_AIM OF THE EXERCISE_. Please return all of the entries below exactly as they are written.

_INPUT MATERIAL_.
◆ ◆ ◆ ◆ ◆

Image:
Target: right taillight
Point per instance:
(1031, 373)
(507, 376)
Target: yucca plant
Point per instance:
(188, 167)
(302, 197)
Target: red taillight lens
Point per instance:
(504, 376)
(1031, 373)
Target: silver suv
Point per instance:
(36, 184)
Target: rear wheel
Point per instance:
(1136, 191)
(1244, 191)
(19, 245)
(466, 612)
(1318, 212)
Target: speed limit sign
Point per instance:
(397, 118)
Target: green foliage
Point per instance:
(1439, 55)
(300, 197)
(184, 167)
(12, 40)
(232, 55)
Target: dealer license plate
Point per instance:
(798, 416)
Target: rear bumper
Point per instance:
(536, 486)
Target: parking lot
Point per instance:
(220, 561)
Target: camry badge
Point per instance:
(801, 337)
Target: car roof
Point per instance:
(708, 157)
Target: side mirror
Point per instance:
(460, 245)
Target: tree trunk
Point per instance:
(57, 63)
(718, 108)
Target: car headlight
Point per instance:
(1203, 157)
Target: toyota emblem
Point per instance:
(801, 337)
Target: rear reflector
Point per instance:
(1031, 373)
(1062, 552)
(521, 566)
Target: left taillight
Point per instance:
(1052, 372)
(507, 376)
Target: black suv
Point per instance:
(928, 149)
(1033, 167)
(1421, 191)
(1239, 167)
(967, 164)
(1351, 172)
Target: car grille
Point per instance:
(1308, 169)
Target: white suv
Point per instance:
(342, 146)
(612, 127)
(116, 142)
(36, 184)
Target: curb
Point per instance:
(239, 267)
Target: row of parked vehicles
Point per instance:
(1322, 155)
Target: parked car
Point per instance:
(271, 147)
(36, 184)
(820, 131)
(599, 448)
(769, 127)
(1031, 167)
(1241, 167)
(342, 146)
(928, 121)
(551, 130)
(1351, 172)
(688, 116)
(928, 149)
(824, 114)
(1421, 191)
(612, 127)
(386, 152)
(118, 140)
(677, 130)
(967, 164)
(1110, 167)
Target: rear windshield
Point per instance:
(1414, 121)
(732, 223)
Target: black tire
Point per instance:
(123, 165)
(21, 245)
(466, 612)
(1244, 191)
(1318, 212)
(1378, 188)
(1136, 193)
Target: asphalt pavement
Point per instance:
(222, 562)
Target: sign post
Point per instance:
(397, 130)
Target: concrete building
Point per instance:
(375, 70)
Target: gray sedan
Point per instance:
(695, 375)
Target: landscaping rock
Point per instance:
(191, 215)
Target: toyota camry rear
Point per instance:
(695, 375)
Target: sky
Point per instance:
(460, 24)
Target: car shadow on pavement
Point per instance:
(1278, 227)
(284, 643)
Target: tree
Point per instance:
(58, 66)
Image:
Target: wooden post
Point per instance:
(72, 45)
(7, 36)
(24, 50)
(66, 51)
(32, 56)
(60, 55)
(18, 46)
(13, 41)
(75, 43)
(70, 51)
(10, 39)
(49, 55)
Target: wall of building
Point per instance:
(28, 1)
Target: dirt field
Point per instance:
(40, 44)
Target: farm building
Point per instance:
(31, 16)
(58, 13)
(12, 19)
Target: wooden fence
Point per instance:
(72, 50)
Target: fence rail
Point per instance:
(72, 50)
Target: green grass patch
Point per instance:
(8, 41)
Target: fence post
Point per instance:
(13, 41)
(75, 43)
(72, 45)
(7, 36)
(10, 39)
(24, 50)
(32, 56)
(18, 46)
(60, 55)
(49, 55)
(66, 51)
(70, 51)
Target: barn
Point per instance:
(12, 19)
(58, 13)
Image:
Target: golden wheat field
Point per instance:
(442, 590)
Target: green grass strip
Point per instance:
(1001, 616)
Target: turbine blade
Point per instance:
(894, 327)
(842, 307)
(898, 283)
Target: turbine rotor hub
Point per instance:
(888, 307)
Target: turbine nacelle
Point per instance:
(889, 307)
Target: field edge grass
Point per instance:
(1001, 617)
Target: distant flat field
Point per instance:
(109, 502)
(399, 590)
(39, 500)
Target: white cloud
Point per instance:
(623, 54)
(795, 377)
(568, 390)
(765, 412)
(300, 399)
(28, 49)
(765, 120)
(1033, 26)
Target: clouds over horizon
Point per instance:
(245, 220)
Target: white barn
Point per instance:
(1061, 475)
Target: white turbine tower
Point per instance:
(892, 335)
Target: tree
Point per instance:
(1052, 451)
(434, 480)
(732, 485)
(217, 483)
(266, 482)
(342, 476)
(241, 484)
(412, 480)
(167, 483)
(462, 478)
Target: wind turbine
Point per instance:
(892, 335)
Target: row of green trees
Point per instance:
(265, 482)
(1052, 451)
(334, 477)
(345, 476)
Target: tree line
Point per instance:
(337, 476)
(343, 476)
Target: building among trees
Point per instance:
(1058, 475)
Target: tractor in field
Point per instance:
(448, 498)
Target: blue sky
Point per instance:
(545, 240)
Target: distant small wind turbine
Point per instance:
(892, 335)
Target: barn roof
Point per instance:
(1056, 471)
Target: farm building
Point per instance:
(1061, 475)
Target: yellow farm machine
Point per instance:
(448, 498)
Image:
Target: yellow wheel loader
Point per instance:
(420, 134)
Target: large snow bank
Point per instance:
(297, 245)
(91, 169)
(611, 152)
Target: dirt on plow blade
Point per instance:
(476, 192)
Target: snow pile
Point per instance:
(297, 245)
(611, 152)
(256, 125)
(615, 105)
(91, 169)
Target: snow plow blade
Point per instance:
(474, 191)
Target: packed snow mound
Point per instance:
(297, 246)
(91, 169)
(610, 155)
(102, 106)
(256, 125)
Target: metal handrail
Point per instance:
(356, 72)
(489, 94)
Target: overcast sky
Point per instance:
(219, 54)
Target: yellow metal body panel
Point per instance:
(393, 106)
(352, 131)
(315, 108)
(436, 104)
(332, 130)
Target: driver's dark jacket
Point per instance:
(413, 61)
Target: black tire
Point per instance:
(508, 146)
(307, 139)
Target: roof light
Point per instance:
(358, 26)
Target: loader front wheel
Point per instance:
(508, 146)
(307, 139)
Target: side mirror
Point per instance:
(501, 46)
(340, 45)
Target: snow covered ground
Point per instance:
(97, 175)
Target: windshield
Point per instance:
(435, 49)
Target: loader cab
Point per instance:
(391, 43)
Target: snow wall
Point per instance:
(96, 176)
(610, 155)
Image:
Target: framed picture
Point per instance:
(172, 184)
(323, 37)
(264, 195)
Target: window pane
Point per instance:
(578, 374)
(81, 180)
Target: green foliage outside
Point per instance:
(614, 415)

◆ ◆ ◆ ◆ ◆

_SOLUTION FOR THIS TASK_.
Image:
Target: right taillight
Point per instance:
(1031, 373)
(507, 376)
Target: yucca plant
Point per instance:
(188, 167)
(302, 197)
Target: red taillight lens
Point per instance:
(504, 376)
(1031, 373)
Target: silver suv
Point per instance:
(36, 184)
Target: rear wheel
Point per instance:
(1136, 191)
(1244, 191)
(19, 245)
(466, 612)
(1318, 212)
Target: speed limit sign
Point per instance:
(397, 118)
Target: green foliage
Point per instance:
(1439, 55)
(300, 197)
(184, 167)
(12, 40)
(232, 55)
Target: dealer license plate
Point per instance:
(798, 416)
Target: rear bumper
Point per instance:
(536, 486)
Target: parking lot
Point per instance:
(220, 561)
Target: camry badge
Point per instance:
(801, 337)
Target: car roof
Point per instance:
(708, 157)
Target: side mirror
Point per instance:
(460, 245)
Target: tree trunk
Point per instance:
(57, 63)
(718, 108)
Target: car headlight
Point per instance:
(1203, 157)
Target: toyota emblem
Point per instance:
(801, 337)
Target: rear reflector
Point per instance:
(1031, 373)
(1062, 552)
(521, 566)
Target: left taillight
Point per instance:
(1052, 372)
(507, 376)
Target: black suv
Point per instance:
(928, 149)
(1033, 167)
(1421, 191)
(1239, 167)
(967, 164)
(1351, 172)
Target: car grille
Point per instance:
(1308, 169)
Target: white suv
Point per instance:
(342, 146)
(612, 127)
(116, 142)
(36, 184)
Target: curb
Point per instance:
(239, 267)
Target: row of parked vehicles
Point per instance:
(1322, 155)
Target: parked car
Point per instance:
(271, 147)
(36, 184)
(820, 131)
(599, 448)
(769, 127)
(1031, 167)
(1241, 167)
(342, 146)
(928, 121)
(551, 130)
(1351, 172)
(688, 116)
(928, 149)
(824, 114)
(1421, 191)
(612, 127)
(386, 152)
(118, 140)
(677, 130)
(967, 164)
(1110, 167)
Target: rear windshield
Point per instance:
(1414, 121)
(732, 223)
Target: black tire
Point per instance:
(123, 165)
(21, 245)
(466, 612)
(1244, 191)
(1318, 212)
(1378, 188)
(1136, 193)
Target: asphalt pavement
Point per instance:
(222, 562)
Target: sign post
Point per instance:
(397, 130)
Target: concrete building
Point per instance:
(375, 70)
Target: gray sedan
Point per instance:
(695, 375)
Target: landscaping rock
Point per instance:
(191, 215)
Target: toyota camry rear
Point per instance:
(695, 375)
Target: sky
Point per instance:
(460, 24)
Target: car shadow on pavement
Point per instance:
(1278, 227)
(284, 643)
Target: tree
Point per instance:
(58, 66)
Image:
Target: wooden post
Point per instance:
(72, 45)
(7, 36)
(24, 50)
(66, 51)
(32, 56)
(60, 55)
(18, 46)
(13, 41)
(75, 43)
(70, 51)
(10, 39)
(49, 55)
Target: wall of building
Point per instance:
(28, 1)
Target: dirt field
Point per instance:
(40, 44)
Target: farm building
Point per instance:
(31, 16)
(58, 13)
(12, 19)
Target: wooden fence
Point per instance:
(72, 50)
Target: fence rail
Point per instance:
(72, 50)
Target: green grass patch
Point per instance:
(8, 41)
Target: fence post
Point per instance:
(13, 41)
(75, 43)
(72, 45)
(7, 36)
(10, 39)
(24, 50)
(32, 56)
(18, 46)
(60, 55)
(49, 55)
(66, 51)
(70, 51)
Target: barn
Point per instance:
(12, 19)
(58, 13)
Image:
Target: golden wheat field
Point per instance:
(442, 590)
Target: green grass strip
Point per instance:
(1001, 616)
Target: turbine blade
Point per instance:
(894, 327)
(842, 307)
(898, 283)
Target: turbine rotor hub
Point per instance:
(888, 307)
Target: turbine nacelle
Point per instance:
(889, 307)
Target: field edge grass
Point per instance:
(1001, 617)
Target: distant flat field
Point per instance:
(109, 502)
(399, 590)
(39, 500)
Target: white cloud
Point per instance:
(623, 54)
(795, 377)
(568, 390)
(765, 412)
(300, 399)
(28, 49)
(765, 120)
(1033, 26)
Target: clouds over horizon
Point per instance:
(245, 220)
Target: white barn
Point per instance:
(1061, 475)
Target: white turbine tower
Point per instance:
(892, 335)
Target: tree
Point per instance:
(1052, 451)
(434, 480)
(732, 485)
(217, 483)
(266, 482)
(342, 476)
(241, 484)
(412, 480)
(167, 483)
(462, 478)
Target: wind turbine
Point per instance:
(892, 335)
Target: row of green trees
Point per instance:
(265, 482)
(1052, 451)
(334, 477)
(345, 476)
Target: tree line
Point per instance:
(337, 476)
(343, 476)
Target: building among trees
Point per instance:
(1058, 475)
Target: tractor in field
Point per instance:
(448, 498)
Target: blue sky
Point per instance:
(545, 240)
Target: distant small wind turbine
Point per instance:
(892, 335)
Target: barn roof
Point per instance:
(1056, 471)
Target: farm building
Point per instance:
(1061, 475)
Target: yellow farm machine
Point per instance:
(448, 498)
Image:
Target: yellow wheel loader
Point per instance:
(420, 134)
Target: large snow bank
Point per instance:
(297, 245)
(91, 169)
(611, 152)
Target: dirt on plow blade
Point per instance:
(476, 192)
Target: snow pile
Point per instance:
(297, 245)
(611, 152)
(256, 125)
(615, 105)
(91, 169)
Target: snow plow blade
Point per instance:
(474, 191)
Target: packed snow mound
Point per instance:
(297, 246)
(91, 169)
(610, 155)
(102, 106)
(256, 125)
Target: metal handrail
Point per instance:
(356, 72)
(489, 94)
Target: overcast sky
Point per instance:
(219, 54)
Target: yellow metal body panel
Point per instance:
(393, 106)
(352, 131)
(315, 108)
(436, 104)
(332, 130)
Target: driver's dark jacket
Point per instance:
(413, 61)
Target: black tire
Point per instance:
(508, 146)
(307, 139)
Target: roof light
Point per instance:
(358, 26)
Target: loader front wheel
Point per instance:
(508, 146)
(307, 139)
Target: side mirror
Point per instance:
(501, 46)
(340, 45)
Target: snow covered ground
Point per instance:
(97, 175)
Target: windshield
Point per instance:
(435, 49)
Target: loader cab
Point per instance:
(391, 43)
Target: snow wall
Point per instance:
(96, 176)
(610, 155)
Image:
Target: framed picture
Point per instance:
(172, 184)
(323, 37)
(264, 195)
Target: window pane
Point per instance:
(578, 374)
(81, 180)
Target: green foliage outside
Point per instance:
(614, 415)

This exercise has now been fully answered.